### WHAT IS REQUIRED
Please output exactly the run of lines that starts at the line with "Query: red kettle" and ends at the last line of the records below.

--- DATA SECTION ---

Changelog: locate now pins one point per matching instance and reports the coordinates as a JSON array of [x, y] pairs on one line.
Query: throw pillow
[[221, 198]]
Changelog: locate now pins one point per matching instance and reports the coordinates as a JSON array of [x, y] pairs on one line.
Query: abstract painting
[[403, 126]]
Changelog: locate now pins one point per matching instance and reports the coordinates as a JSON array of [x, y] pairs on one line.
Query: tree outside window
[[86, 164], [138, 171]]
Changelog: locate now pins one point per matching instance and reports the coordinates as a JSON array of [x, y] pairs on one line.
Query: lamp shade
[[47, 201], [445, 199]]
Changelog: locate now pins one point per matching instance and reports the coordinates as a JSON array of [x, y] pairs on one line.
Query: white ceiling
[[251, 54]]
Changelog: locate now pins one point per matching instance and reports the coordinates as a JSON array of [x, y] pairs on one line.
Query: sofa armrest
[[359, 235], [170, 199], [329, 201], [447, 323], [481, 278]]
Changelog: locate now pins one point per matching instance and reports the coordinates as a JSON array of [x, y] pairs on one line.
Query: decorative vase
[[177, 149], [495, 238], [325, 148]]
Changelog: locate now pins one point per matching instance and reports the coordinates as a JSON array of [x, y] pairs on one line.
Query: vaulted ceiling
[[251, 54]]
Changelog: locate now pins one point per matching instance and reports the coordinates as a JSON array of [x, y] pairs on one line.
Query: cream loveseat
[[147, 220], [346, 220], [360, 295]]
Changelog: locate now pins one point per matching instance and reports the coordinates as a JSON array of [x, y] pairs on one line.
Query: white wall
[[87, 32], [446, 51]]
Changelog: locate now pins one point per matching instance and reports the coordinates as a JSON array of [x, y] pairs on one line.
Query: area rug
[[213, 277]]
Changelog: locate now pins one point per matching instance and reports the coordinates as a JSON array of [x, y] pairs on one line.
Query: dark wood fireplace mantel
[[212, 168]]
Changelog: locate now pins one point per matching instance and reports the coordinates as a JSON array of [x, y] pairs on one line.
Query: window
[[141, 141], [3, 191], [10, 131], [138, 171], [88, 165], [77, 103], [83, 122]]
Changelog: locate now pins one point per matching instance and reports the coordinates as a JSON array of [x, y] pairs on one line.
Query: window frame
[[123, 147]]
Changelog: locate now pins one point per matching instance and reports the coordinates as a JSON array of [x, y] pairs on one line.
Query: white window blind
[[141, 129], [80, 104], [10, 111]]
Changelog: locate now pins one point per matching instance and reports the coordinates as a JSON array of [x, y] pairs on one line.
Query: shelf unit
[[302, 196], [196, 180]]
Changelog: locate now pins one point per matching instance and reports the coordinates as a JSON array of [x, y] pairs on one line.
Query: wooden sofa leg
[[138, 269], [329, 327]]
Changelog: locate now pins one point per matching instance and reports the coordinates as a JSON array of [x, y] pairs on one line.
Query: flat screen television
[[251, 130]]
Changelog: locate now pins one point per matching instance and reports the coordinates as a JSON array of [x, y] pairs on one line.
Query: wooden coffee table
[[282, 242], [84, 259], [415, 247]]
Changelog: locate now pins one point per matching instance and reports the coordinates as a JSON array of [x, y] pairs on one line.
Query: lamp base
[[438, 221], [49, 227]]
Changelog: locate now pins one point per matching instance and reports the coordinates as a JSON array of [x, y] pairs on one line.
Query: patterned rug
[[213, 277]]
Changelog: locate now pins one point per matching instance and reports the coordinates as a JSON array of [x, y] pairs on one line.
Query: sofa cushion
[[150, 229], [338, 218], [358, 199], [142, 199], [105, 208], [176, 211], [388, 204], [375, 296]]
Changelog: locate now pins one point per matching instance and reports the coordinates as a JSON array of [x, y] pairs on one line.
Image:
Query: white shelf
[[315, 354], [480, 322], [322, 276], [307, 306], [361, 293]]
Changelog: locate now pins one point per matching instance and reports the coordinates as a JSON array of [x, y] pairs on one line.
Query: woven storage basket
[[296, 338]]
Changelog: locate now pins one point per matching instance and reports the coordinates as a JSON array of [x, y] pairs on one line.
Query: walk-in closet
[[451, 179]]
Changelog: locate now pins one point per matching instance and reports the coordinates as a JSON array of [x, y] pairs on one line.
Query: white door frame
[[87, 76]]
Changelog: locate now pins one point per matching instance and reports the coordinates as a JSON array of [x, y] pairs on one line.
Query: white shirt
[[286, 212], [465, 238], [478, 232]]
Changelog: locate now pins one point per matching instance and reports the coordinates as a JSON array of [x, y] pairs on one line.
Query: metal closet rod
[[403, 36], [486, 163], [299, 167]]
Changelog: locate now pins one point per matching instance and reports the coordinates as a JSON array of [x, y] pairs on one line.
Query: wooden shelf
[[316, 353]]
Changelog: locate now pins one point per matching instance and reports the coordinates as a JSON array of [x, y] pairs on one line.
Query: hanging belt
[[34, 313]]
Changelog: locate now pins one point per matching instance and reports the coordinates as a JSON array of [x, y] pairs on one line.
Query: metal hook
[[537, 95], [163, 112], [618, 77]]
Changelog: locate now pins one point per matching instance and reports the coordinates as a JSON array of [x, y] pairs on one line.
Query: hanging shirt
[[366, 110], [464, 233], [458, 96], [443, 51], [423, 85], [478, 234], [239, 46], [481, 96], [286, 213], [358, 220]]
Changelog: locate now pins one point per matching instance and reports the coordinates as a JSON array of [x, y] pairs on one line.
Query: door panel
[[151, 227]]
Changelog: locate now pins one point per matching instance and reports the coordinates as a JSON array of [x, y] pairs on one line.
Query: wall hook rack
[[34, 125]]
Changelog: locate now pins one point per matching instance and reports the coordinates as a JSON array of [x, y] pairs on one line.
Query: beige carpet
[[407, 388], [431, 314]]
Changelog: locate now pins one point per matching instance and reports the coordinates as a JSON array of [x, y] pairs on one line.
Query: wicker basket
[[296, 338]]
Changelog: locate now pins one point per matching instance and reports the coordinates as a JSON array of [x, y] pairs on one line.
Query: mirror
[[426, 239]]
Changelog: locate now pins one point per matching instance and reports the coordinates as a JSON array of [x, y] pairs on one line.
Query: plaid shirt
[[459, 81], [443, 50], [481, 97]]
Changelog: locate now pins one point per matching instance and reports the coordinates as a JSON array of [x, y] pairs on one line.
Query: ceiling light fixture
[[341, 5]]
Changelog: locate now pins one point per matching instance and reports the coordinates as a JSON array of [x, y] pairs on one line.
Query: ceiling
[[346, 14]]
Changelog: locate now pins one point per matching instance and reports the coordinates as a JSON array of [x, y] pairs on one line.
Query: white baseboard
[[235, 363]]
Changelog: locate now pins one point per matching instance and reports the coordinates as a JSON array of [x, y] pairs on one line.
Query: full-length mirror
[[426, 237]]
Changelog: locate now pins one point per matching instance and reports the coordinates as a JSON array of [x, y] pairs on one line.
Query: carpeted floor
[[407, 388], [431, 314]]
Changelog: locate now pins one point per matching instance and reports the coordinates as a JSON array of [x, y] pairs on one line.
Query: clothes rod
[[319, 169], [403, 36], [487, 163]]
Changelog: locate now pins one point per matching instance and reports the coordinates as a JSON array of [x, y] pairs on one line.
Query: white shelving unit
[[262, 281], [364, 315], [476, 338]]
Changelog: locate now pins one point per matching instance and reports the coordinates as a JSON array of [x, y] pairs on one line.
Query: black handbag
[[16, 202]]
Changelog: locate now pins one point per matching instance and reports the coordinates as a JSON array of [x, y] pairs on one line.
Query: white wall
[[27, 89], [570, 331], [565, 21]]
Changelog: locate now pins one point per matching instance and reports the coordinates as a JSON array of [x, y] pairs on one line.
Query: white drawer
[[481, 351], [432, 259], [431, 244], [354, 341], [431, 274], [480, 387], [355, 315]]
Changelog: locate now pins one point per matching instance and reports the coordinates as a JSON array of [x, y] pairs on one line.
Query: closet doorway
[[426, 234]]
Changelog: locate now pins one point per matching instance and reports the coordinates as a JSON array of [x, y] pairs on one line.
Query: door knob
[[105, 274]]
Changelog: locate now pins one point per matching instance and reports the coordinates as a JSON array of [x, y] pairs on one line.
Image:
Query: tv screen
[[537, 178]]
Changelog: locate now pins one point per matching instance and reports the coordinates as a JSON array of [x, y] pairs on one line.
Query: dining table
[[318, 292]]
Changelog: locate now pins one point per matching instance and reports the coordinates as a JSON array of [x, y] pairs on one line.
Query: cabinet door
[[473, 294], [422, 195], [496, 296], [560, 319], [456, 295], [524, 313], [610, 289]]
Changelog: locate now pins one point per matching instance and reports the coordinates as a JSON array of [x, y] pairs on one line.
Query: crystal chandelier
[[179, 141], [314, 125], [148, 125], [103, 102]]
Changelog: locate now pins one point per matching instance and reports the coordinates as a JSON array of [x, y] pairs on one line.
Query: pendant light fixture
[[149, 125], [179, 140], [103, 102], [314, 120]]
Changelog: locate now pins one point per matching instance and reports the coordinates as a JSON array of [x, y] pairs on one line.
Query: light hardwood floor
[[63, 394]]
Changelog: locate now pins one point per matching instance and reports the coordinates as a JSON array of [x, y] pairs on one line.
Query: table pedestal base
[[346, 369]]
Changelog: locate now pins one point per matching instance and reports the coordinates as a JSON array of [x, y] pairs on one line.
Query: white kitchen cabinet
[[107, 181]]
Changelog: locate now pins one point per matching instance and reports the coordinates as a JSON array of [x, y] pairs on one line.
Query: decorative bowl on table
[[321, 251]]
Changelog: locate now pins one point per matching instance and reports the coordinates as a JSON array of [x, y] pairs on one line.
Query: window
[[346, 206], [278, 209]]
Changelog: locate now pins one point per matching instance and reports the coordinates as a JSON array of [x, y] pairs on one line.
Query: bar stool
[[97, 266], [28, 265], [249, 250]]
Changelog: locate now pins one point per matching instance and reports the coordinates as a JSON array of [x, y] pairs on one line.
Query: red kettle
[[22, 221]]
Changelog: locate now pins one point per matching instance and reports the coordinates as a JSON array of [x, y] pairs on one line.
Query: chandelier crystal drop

---

### ANSWER TO THIS TASK
Query: red kettle
[[22, 221]]
Changelog: locate now pins one point per matching instance and reports the coordinates as a JSON array of [x, y] pairs on one line.
Query: chandelier crystal drop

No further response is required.